Exercise description:
Extract, word for word, the portion of the comment thread below that lies between "It used to be" and "training data pipelines?", inclusive.

Passage provided:
The account in question had "staff" rights which gave him basically all rights on all wikis.

cesarb 8 minutes ago||
> For local users (the account in question wasn't local) you need to be an "interface admin", of which there are only 15 on english wikipedia.

It used to be all "admin" accounts, of which there were many more. Restricting it to "interface admin" only is a fairly recent change.

LaGrange 5 hours ago|||
> Well, admins (or anybody other than the developers / deployment pipeline) having permissions to alter the JS sounds like a significant vulnerability.

It's a common feature of CMS'es and "tag management systems." Its presence is a massive PITA to developers even _besides_ the security, but PMs _love them_, in my experience.

sciencejerk 4 hours ago||
I wonder if any poisoned data made it into LLM training data pipelines?
ibejoeb 4 hours ago|
Interesting angle. Everyone has already pointed out that there are backups basically everywhere, and from an information standpoint, shaving off a day (or whatever) of edits just to get to a known-good point is effectively zero cost. But I wonder what the cost is of the potentially bad data getting baked into those models, and if anyone really cares enough to scrap it.
garbagecreator 5 hours ago||
Another reason to make the default disabling JS on all websites, and the website should offer a service without JS, especially those implemented in obsolete garbage tech. If it's not an XSS from a famous website, it will be an exploit from a sketchy website.

Records provided:
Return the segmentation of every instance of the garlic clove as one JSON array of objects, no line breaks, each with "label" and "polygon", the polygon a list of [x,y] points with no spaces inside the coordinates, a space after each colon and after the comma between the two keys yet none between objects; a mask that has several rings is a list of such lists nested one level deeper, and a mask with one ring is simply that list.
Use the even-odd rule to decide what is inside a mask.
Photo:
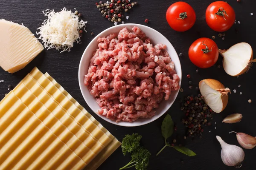
[{"label": "garlic clove", "polygon": [[213,111],[220,113],[226,108],[228,94],[230,92],[228,88],[218,81],[210,79],[200,81],[199,87],[205,102]]},{"label": "garlic clove", "polygon": [[219,52],[223,57],[224,70],[230,76],[239,76],[250,68],[253,58],[253,49],[250,44],[239,43],[227,50],[219,49]]},{"label": "garlic clove", "polygon": [[237,146],[227,144],[218,136],[216,136],[216,138],[221,146],[221,156],[224,164],[230,167],[240,167],[244,159],[243,149]]},{"label": "garlic clove", "polygon": [[236,139],[240,145],[246,149],[251,149],[256,146],[256,137],[243,133],[236,133]]},{"label": "garlic clove", "polygon": [[222,121],[222,122],[226,123],[235,123],[241,122],[243,116],[241,114],[234,113],[228,115]]}]

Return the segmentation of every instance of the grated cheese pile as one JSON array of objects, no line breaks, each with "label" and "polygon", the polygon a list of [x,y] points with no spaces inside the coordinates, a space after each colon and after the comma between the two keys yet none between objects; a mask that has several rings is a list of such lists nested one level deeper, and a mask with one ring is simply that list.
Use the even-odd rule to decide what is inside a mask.
[{"label": "grated cheese pile", "polygon": [[81,20],[80,21],[78,16],[71,12],[67,11],[66,8],[59,12],[54,10],[47,9],[43,11],[45,16],[48,17],[43,25],[38,28],[40,34],[39,39],[43,40],[44,46],[47,50],[55,48],[61,52],[70,51],[73,47],[74,42],[81,43],[79,36],[79,30],[84,27],[87,22]]}]

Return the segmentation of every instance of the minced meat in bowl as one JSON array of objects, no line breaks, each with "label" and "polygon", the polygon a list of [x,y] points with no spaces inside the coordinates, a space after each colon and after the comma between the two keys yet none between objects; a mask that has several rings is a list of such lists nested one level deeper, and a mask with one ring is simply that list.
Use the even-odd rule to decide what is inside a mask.
[{"label": "minced meat in bowl", "polygon": [[165,45],[153,45],[136,26],[97,41],[84,82],[98,114],[116,122],[150,118],[162,100],[177,96],[180,78]]}]

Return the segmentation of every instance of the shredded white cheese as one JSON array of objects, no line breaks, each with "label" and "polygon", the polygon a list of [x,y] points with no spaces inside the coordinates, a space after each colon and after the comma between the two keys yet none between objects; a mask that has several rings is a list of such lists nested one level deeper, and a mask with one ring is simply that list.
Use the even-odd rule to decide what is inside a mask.
[{"label": "shredded white cheese", "polygon": [[81,43],[79,30],[84,27],[87,22],[81,20],[79,21],[78,16],[67,11],[66,8],[59,12],[54,10],[47,9],[43,11],[44,16],[48,18],[45,20],[43,25],[38,28],[40,31],[36,32],[40,34],[39,39],[43,40],[44,46],[47,50],[55,48],[61,52],[70,51],[74,46],[74,42]]}]

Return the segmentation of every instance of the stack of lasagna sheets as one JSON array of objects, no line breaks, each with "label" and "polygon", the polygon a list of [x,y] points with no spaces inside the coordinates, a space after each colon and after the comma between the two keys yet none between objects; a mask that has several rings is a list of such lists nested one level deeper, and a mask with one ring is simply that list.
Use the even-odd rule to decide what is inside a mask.
[{"label": "stack of lasagna sheets", "polygon": [[95,170],[120,144],[36,68],[0,102],[0,170]]}]

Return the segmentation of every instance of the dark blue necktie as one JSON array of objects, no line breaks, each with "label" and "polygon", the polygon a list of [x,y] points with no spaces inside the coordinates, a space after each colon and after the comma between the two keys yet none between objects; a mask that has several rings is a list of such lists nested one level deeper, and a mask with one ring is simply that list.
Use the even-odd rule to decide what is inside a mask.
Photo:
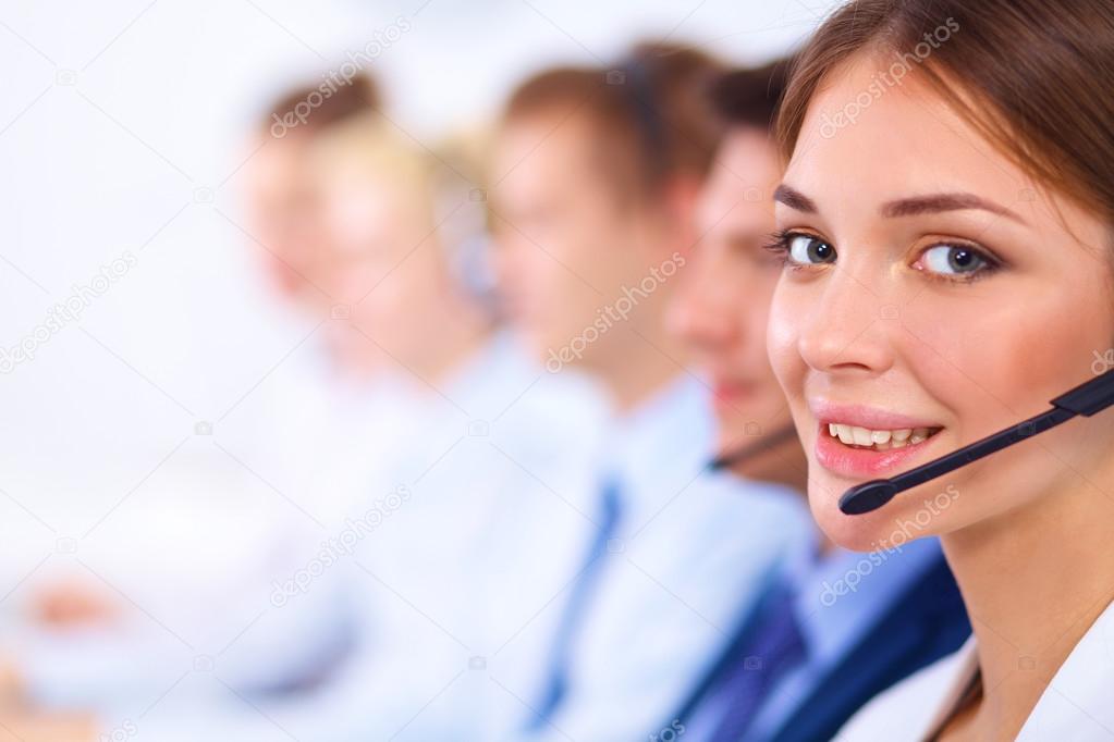
[{"label": "dark blue necktie", "polygon": [[541,703],[537,709],[537,715],[528,725],[531,730],[546,725],[568,690],[569,664],[577,634],[584,623],[585,612],[598,582],[604,557],[607,555],[607,542],[614,536],[622,516],[622,497],[618,482],[615,478],[609,478],[600,489],[598,509],[596,537],[593,540],[584,566],[576,577],[568,602],[565,603],[565,612],[561,614],[561,621],[551,645],[549,671],[541,693]]},{"label": "dark blue necktie", "polygon": [[709,690],[707,702],[717,710],[712,742],[742,740],[778,677],[804,660],[793,603],[786,584],[771,588],[732,662]]}]

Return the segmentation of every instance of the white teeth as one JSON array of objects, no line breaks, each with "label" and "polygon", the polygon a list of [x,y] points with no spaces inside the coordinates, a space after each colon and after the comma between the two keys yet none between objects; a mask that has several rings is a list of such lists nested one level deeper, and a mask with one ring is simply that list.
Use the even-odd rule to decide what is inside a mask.
[{"label": "white teeth", "polygon": [[898,428],[897,431],[871,431],[857,425],[829,423],[828,434],[849,446],[873,447],[876,451],[905,448],[928,439],[931,428]]}]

Result of the exercise:
It used to be all "admin" accounts, of which there were many more. Restricting it to "interface admin" only is a fairly recent change.

LaGrange 5 hours ago|||
> Well, admins (or anybody other than the developers / deployment pipeline) having permissions to alter the JS sounds like a significant vulnerability.

It's a common feature of CMS'es and "tag management systems." Its presence is a massive PITA to developers even _besides_ the security, but PMs _love them_, in my experience.

sciencejerk 4 hours ago||
I wonder if any poisoned data made it into LLM training data pipelines?